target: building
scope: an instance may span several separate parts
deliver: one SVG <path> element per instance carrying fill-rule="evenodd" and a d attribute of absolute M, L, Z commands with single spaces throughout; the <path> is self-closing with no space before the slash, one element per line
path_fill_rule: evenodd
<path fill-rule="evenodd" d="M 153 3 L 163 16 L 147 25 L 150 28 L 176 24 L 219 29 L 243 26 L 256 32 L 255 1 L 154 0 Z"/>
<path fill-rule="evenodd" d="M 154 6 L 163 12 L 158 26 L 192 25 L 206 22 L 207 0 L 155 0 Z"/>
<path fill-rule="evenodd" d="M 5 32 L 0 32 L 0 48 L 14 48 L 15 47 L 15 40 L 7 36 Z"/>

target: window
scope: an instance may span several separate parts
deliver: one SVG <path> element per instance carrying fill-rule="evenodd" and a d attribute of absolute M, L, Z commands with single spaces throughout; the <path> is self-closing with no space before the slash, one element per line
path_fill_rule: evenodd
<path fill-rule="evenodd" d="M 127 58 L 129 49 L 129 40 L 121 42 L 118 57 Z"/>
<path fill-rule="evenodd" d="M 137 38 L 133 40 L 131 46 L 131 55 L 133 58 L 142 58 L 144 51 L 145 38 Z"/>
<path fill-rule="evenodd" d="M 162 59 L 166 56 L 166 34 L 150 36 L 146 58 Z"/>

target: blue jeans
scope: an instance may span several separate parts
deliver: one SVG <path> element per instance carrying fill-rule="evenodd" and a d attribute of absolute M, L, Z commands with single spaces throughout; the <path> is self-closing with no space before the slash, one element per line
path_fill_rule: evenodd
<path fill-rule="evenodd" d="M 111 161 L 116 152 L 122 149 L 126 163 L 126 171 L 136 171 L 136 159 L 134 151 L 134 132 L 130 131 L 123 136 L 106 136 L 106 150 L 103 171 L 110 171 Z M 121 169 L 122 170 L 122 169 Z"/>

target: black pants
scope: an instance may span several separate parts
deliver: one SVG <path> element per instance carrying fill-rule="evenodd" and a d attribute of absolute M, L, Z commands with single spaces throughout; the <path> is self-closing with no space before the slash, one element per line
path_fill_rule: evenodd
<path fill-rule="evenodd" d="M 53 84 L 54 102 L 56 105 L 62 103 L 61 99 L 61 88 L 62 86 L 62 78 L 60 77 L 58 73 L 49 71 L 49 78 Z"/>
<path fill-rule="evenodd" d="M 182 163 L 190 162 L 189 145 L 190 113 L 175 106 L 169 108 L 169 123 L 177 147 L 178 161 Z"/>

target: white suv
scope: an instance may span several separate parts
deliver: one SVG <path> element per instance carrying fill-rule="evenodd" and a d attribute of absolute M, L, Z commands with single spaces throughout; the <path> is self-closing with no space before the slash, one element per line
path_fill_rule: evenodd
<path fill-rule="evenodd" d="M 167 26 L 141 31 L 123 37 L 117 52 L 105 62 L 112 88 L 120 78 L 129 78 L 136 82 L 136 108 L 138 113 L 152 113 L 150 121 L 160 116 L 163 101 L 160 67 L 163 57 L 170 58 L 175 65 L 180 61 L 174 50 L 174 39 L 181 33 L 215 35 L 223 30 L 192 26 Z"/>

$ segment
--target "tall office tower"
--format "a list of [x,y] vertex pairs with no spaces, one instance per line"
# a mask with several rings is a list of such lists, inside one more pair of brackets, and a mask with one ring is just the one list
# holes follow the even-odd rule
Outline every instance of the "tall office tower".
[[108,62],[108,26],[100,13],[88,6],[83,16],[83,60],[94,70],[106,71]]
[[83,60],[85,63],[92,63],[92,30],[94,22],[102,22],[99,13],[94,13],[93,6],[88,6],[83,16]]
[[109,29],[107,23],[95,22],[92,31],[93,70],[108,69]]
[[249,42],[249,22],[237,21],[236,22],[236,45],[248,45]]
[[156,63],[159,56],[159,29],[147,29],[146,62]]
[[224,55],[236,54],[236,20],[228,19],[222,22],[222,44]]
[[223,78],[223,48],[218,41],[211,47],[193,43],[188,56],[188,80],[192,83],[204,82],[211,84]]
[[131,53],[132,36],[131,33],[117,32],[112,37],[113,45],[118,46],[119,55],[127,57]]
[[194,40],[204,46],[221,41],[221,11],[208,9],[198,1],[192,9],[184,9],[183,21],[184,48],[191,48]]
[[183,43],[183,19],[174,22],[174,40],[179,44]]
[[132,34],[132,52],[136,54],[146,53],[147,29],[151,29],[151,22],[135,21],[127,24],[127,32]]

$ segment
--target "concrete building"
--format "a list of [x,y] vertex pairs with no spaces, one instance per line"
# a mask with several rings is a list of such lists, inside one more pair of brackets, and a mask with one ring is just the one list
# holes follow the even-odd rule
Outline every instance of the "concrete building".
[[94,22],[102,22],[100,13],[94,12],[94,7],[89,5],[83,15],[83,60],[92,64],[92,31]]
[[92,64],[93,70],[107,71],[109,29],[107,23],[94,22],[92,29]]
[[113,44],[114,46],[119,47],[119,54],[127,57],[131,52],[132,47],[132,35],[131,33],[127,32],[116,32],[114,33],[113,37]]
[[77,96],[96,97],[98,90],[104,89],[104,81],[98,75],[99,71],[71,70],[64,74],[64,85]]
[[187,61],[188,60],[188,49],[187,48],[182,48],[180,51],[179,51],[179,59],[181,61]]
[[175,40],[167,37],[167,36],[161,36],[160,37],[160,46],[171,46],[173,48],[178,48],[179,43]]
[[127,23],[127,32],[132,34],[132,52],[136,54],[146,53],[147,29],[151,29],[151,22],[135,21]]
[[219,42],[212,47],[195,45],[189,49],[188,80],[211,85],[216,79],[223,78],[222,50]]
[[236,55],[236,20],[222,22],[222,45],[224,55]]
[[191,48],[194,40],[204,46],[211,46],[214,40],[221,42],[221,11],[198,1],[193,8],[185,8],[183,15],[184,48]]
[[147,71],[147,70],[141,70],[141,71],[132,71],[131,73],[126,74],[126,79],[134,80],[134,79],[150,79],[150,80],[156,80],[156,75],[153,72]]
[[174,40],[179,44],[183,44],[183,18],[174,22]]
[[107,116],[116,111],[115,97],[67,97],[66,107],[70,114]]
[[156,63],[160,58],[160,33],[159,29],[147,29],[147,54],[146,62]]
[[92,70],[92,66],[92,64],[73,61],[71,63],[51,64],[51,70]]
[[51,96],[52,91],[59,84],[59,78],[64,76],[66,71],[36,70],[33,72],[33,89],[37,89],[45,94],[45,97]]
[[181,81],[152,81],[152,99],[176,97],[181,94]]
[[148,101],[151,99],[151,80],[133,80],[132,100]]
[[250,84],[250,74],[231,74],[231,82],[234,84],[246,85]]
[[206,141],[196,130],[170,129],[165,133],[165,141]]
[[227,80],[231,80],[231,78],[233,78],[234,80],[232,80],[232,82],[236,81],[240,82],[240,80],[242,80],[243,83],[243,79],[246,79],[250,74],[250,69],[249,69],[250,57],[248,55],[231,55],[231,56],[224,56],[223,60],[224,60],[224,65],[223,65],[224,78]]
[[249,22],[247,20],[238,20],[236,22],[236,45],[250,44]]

============================================================

*Given instruction*:
Reproduce the data above in full, renaming every occurrence of "target" to "category" and leaving everything else unchanged.

*Solution*:
category: building
scope: an instance may span several separate parts
deliver: one SVG <path> element per instance carrying fill-rule="evenodd" and a d attribute of absolute M, L, Z commands with single spaces throughout; the <path> is self-closing with no space before the slash, one element per line
path_fill_rule: evenodd
<path fill-rule="evenodd" d="M 153 3 L 163 16 L 147 25 L 150 28 L 176 24 L 219 29 L 243 26 L 256 32 L 255 1 L 154 0 Z"/>
<path fill-rule="evenodd" d="M 154 6 L 163 12 L 158 26 L 192 25 L 206 22 L 207 0 L 155 0 Z"/>
<path fill-rule="evenodd" d="M 5 32 L 0 32 L 0 48 L 14 48 L 15 47 L 15 40 L 7 36 Z"/>

category: window
scope: an instance may span several separate parts
deliver: one SVG <path> element per instance carrying fill-rule="evenodd" and a d attribute of absolute M, L, Z commands with single spaces throughout; the <path> is self-closing with no space before the slash, one element per line
path_fill_rule: evenodd
<path fill-rule="evenodd" d="M 127 58 L 129 49 L 129 40 L 121 42 L 118 57 Z"/>
<path fill-rule="evenodd" d="M 137 38 L 133 40 L 131 46 L 131 55 L 133 58 L 142 58 L 144 51 L 145 38 Z"/>
<path fill-rule="evenodd" d="M 162 59 L 166 56 L 166 34 L 150 36 L 146 58 Z"/>

category: blue jeans
scope: an instance may span several separate parts
deliver: one SVG <path> element per instance carrying fill-rule="evenodd" and a d attribute of absolute M, L, Z commands with single spaces throughout; the <path> is self-closing with no space before the slash, one element per line
path_fill_rule: evenodd
<path fill-rule="evenodd" d="M 111 161 L 116 152 L 122 149 L 126 163 L 126 171 L 136 171 L 136 159 L 134 151 L 134 132 L 130 131 L 123 136 L 106 136 L 106 150 L 103 171 L 110 171 Z M 121 169 L 122 170 L 122 169 Z"/>

category: black pants
scope: an instance may span several separate parts
deliver: one SVG <path> element per instance carrying fill-rule="evenodd" and a d attribute of absolute M, L, Z commands with single spaces throughout; the <path> is self-closing with no space before the slash, one element per line
path_fill_rule: evenodd
<path fill-rule="evenodd" d="M 53 84 L 54 102 L 56 105 L 62 103 L 61 99 L 61 88 L 62 86 L 62 78 L 60 77 L 58 73 L 49 71 L 49 78 Z"/>
<path fill-rule="evenodd" d="M 182 163 L 190 162 L 189 145 L 190 113 L 175 106 L 169 108 L 169 123 L 177 147 L 178 161 Z"/>

category: white suv
scope: an instance may span several separate parts
deliver: one SVG <path> element per instance carrying fill-rule="evenodd" and a d attribute of absolute M, L, Z commands with single spaces throughout; the <path> is self-closing with no space before the slash, one element per line
path_fill_rule: evenodd
<path fill-rule="evenodd" d="M 167 26 L 141 31 L 123 37 L 117 52 L 105 62 L 112 88 L 120 78 L 129 78 L 136 82 L 136 108 L 138 113 L 152 113 L 150 121 L 160 116 L 163 101 L 160 67 L 163 57 L 170 58 L 175 65 L 180 61 L 174 50 L 174 39 L 181 33 L 215 35 L 223 30 L 192 26 Z"/>

$ segment
--category "tall office tower"
--format "a list of [x,y] vertex pairs with no spaces, one instance per line"
# a mask with several rings is a list of such lists, inside one more pair of brackets, and a mask with one ring is just the one list
# holes follow the even-odd rule
Outline every instance of the "tall office tower".
[[108,62],[108,26],[100,13],[88,6],[83,16],[83,60],[94,70],[106,71]]
[[83,60],[85,63],[92,63],[92,30],[94,22],[102,22],[99,13],[94,13],[93,6],[88,6],[83,16]]
[[109,29],[107,23],[95,22],[92,31],[93,70],[108,69]]
[[249,42],[249,22],[237,21],[236,22],[236,45],[248,45]]
[[156,63],[159,56],[159,29],[147,29],[146,62]]
[[224,55],[236,54],[236,20],[228,19],[222,22],[222,44]]
[[223,78],[223,48],[218,41],[211,47],[193,43],[188,56],[188,80],[192,83],[204,82],[211,84]]
[[131,53],[132,36],[131,33],[117,32],[112,37],[113,45],[118,46],[119,55],[127,57]]
[[194,40],[204,46],[221,41],[221,11],[208,9],[198,1],[192,9],[184,9],[183,21],[184,48],[191,48]]
[[183,43],[183,19],[174,22],[174,40],[179,44]]
[[132,34],[132,52],[136,54],[146,53],[147,29],[151,29],[151,22],[135,21],[127,24],[127,32]]

$ segment
--category "concrete building"
--format "a list of [x,y] vertex pairs with no spaces, one instance per line"
# a mask with several rings is a list of such lists, inside one more pair of brackets, and a mask with one ring is just the one list
# holes follow the even-odd rule
Outline every instance of the "concrete building".
[[94,22],[102,22],[100,13],[94,12],[94,7],[89,5],[83,15],[83,60],[92,64],[92,31]]
[[92,64],[93,70],[107,71],[109,29],[107,23],[94,22],[92,29]]
[[113,44],[114,46],[119,47],[119,54],[127,57],[131,52],[132,47],[132,35],[131,33],[127,32],[116,32],[114,33],[113,37]]
[[77,96],[96,97],[98,90],[104,89],[104,81],[98,75],[99,71],[71,70],[64,74],[64,85]]
[[187,61],[188,60],[188,49],[187,48],[182,48],[180,51],[179,51],[179,59],[181,61]]
[[175,40],[167,37],[167,36],[161,36],[160,37],[160,46],[171,46],[173,48],[178,48],[179,43]]
[[127,23],[127,32],[132,34],[132,52],[136,54],[146,53],[147,29],[151,29],[151,22],[135,21]]
[[219,42],[212,47],[195,45],[189,49],[188,80],[211,85],[216,79],[223,78],[222,50]]
[[236,55],[236,20],[222,22],[222,45],[224,55]]
[[191,48],[194,40],[204,46],[211,46],[214,40],[221,42],[221,11],[198,1],[193,8],[185,8],[183,15],[184,48]]
[[147,71],[147,70],[141,70],[141,71],[132,71],[131,73],[126,74],[126,79],[134,80],[134,79],[150,79],[150,80],[156,80],[156,75],[153,72]]
[[174,40],[179,44],[183,44],[183,18],[174,22]]
[[107,116],[116,111],[115,97],[67,97],[66,107],[70,114]]
[[156,63],[160,58],[160,33],[159,29],[147,29],[147,54],[146,62]]
[[92,70],[92,66],[92,64],[73,61],[71,63],[51,64],[51,70]]
[[51,96],[52,91],[59,84],[59,78],[64,76],[66,71],[36,70],[33,72],[33,89],[37,89],[45,94],[45,97]]
[[181,81],[152,81],[152,99],[176,97],[181,94]]
[[148,101],[151,99],[151,80],[133,80],[132,100]]
[[250,84],[250,74],[231,74],[231,82],[234,84],[246,85]]
[[206,141],[196,130],[170,129],[165,133],[165,141]]
[[227,80],[231,80],[231,78],[233,78],[234,80],[232,80],[232,82],[236,81],[240,82],[240,80],[242,80],[243,83],[243,79],[246,79],[250,74],[250,69],[249,69],[250,57],[248,55],[231,55],[231,56],[224,56],[223,60],[224,60],[224,65],[223,65],[224,78]]
[[249,22],[247,20],[238,20],[236,22],[236,45],[250,44]]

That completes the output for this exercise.